Count the lines in the records below that contain the string "back". Letter case must match. Reply with the number alone.

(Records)
▬▬▬

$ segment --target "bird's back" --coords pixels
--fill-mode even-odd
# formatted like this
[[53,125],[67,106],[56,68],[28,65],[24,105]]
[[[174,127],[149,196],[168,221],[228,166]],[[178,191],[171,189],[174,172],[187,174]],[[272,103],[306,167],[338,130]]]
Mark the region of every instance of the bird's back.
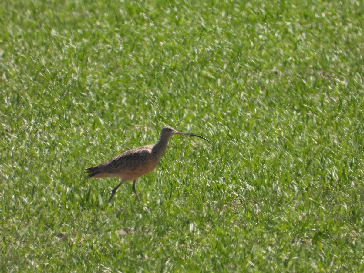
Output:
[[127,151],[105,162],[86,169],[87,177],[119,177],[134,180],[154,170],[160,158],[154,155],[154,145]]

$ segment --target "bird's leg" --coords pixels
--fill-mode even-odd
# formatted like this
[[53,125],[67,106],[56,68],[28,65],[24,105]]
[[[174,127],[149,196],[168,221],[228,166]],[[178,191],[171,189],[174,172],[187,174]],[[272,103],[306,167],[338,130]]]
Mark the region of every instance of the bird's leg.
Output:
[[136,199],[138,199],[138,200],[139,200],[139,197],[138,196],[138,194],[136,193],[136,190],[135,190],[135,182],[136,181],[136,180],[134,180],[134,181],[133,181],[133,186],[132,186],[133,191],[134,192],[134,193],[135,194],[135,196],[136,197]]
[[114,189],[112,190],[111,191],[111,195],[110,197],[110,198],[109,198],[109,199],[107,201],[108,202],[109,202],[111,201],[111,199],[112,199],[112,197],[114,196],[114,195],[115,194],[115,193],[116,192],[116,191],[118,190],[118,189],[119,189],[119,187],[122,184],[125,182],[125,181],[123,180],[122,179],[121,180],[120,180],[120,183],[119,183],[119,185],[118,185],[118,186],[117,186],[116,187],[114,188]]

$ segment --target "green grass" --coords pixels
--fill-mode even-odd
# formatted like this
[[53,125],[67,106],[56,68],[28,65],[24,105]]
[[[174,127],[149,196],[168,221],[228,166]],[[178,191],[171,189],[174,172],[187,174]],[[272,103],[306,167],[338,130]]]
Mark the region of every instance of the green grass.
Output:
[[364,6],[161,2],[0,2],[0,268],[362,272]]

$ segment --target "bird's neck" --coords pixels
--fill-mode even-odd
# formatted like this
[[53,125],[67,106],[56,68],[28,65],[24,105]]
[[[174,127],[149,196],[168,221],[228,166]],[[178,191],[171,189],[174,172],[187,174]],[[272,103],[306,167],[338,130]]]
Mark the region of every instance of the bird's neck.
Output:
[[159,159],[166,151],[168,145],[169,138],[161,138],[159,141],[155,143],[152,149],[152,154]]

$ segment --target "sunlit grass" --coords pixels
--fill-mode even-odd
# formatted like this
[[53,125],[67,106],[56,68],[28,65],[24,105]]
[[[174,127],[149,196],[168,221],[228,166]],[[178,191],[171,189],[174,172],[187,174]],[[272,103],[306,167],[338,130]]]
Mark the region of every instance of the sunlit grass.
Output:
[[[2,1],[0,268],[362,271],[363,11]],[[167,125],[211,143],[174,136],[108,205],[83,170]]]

▬▬▬

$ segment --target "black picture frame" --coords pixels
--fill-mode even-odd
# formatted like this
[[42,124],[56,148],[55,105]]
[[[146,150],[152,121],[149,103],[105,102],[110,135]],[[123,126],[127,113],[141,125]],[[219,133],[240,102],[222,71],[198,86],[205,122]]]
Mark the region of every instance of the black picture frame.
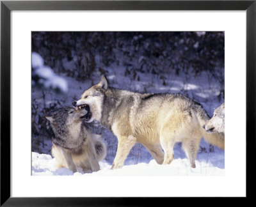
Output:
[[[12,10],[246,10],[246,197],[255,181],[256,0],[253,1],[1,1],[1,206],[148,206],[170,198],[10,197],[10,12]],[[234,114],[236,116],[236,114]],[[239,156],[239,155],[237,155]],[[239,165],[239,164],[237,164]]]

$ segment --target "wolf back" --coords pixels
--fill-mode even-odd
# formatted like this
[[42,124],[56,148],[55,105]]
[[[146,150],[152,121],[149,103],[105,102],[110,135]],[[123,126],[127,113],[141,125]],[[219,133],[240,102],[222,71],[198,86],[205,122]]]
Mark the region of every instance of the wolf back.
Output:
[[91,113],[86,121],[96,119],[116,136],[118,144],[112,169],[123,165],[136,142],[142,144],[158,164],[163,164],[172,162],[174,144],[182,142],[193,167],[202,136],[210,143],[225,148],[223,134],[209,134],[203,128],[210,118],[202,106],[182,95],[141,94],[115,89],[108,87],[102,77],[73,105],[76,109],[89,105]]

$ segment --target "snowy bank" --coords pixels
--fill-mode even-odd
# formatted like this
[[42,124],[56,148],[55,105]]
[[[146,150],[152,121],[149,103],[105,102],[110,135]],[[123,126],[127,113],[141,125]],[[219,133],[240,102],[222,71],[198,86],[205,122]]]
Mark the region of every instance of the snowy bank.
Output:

▬▬▬

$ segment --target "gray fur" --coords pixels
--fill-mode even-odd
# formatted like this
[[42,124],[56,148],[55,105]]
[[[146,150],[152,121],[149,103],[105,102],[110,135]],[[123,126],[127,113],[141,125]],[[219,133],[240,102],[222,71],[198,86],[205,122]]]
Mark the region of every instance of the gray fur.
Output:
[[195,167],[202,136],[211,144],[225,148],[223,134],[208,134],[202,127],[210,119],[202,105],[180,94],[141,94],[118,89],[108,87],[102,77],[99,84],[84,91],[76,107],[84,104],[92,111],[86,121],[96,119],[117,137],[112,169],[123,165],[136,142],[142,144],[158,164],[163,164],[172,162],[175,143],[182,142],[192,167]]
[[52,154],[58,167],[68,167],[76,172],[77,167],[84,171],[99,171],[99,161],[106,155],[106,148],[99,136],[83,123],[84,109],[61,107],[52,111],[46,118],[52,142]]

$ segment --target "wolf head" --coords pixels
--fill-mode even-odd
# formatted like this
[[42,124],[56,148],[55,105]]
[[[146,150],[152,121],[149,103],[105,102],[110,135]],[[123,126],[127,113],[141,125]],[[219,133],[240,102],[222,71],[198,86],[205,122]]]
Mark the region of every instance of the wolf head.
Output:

▬▬▬

Result of the task
4